### Given instruction 1
In the entries, starting with the line with "Each instance receives exactly one keypoint. Mark the mill" and going on through the final entry, rename "conifer" as "evergreen". Give those lines again with everything else unchanged.

The reason they are so important is obvious: strike a batter out, and there's nothing your fielders can do to screw it up; walk a guy, and there's nothing your fielders can do to save you; get a groundball, and you've simultaneously prevented a home run and given yourself a chance at a double play; generate a pop-up, and you've gotten a nearly automatic out and prevented a "productive out" (one that moves or drives in a runner). I obviously look deeper than just these four stats, but they form the foundation from which I work, as well as alerting me when I need to take deeper looks.
Joe Ross has a 2.29 ERA this year. It may surprise you, then, to hear that he's actually gotten worse in each of the four areas I look at. His K% has fallen from 22.0% to 19.0%. His BB% has risen from 6.7% to 7.8%. His groundball rate has fallen from 49.8% to 44.6%. His IFFB% has been cut in two. It's especially concerning to see these changes with Ross because his excellence in these areas is precisely why I targeted him this season.
With his peripherals falling, Ross' ERA has been lowered by .267 BABIP, a 3.1% HR/FB ratio, and an 80.8 LOB%, which have conspired to keep his ERA 1.8 runs lower than his xFIP (4.08). Those numbers are unsustainable. Ross is going to have to improve his peripherals to maintain his fantasy value.
What's driving his peripherals to take a nosedive anyway? Let's start with strikeouts: his swinging strike rate has fallen from an exceptional 11.9% to a merely average 9.3%. Where are the extra swinging strikea going? For one thing, batters are swinging substantially less (48.6% swing rate in 2015, as opposed to only 41.4% thus far in 2016). The swinging strikes don't seem to have disappeared from any one pitch type in particular; both his sinker and slider are getting less whiffs, while his changeup has actually improved (more on this later). So his loss of swinging strikes is coming from a loss of swings more than from giving up more contact. A few sentences ago I asked where the swinging strikes have gone. Now I'm asking a slightly different question: where have the swings gone? While both his Z-Swing% and O-Swing% have tumbled, it's outside the zone that has seen the larger drop. This is not a good sign; it indicates he's fooling less batters.

### Given data
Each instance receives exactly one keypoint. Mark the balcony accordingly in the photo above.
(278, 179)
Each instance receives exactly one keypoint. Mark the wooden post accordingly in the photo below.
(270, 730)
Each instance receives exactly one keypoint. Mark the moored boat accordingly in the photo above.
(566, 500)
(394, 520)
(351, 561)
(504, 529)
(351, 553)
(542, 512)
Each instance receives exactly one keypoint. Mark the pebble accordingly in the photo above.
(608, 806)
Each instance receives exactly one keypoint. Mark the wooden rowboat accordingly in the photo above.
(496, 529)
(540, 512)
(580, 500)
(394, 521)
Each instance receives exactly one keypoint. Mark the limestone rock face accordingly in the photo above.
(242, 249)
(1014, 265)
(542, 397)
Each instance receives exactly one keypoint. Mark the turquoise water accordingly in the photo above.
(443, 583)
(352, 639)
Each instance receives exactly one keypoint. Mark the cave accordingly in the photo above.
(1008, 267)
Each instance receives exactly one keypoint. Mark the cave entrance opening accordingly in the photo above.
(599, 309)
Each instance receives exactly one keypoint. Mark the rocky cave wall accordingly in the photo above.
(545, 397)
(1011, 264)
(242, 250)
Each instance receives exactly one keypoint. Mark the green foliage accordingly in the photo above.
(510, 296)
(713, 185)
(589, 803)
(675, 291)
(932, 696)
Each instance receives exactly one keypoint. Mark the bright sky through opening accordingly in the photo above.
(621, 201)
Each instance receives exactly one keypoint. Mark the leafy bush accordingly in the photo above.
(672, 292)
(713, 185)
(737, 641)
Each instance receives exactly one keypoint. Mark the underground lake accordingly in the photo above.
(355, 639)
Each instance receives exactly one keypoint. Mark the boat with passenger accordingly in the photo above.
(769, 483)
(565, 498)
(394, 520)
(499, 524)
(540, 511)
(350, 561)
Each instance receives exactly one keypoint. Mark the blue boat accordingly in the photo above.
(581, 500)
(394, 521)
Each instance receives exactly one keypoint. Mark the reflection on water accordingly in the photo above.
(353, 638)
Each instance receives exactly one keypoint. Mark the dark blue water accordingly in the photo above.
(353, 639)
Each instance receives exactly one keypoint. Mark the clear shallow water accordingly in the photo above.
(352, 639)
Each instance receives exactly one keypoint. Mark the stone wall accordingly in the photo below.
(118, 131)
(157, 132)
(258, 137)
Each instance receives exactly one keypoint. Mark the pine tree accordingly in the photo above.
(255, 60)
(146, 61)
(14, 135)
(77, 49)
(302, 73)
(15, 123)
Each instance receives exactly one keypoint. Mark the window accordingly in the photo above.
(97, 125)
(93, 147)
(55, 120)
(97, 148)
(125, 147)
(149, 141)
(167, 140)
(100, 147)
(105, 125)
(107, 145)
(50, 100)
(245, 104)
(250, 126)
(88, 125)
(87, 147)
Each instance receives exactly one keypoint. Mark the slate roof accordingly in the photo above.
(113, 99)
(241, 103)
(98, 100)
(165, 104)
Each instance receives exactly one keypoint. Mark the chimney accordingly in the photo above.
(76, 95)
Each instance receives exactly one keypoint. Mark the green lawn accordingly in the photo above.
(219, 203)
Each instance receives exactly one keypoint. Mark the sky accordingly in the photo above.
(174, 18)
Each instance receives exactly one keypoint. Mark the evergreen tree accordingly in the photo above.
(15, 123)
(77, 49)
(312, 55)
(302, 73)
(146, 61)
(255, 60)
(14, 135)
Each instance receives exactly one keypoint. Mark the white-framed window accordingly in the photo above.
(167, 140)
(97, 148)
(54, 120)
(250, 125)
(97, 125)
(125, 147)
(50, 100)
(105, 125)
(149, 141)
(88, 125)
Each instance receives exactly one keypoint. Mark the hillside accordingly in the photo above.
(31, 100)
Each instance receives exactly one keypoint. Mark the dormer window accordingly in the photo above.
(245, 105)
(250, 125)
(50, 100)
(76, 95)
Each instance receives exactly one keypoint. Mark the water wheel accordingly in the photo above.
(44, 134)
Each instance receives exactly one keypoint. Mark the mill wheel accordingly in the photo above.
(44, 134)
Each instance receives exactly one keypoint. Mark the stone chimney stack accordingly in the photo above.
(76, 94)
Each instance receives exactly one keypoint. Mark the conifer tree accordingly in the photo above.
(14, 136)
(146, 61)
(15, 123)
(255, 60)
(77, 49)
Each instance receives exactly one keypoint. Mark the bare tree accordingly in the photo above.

### Given instruction 2
Echo the Joe Ross passage word for word, starting with "The reason they" and going on through "take deeper looks.".

### Correct answer 1
Each instance receives exactly one keypoint. Mark the mill wheel accordingly in the photo above.
(44, 134)
Each instance receives exactly one keypoint. Mark the stone chimney stack accordingly in the photo above.
(76, 94)
Each instance receives exactly one keypoint. Mark the evergreen tree accordingly in the photo above.
(14, 136)
(146, 61)
(15, 123)
(255, 60)
(77, 49)
Each instance receives exactly one keypoint. Mark the bare tree accordingly in the photo above.

### Correct answer 2
The reason they are so important is obvious: strike a batter out, and there's nothing your fielders can do to screw it up; walk a guy, and there's nothing your fielders can do to save you; get a groundball, and you've simultaneously prevented a home run and given yourself a chance at a double play; generate a pop-up, and you've gotten a nearly automatic out and prevented a "productive out" (one that moves or drives in a runner). I obviously look deeper than just these four stats, but they form the foundation from which I work, as well as alerting me when I need to take deeper looks.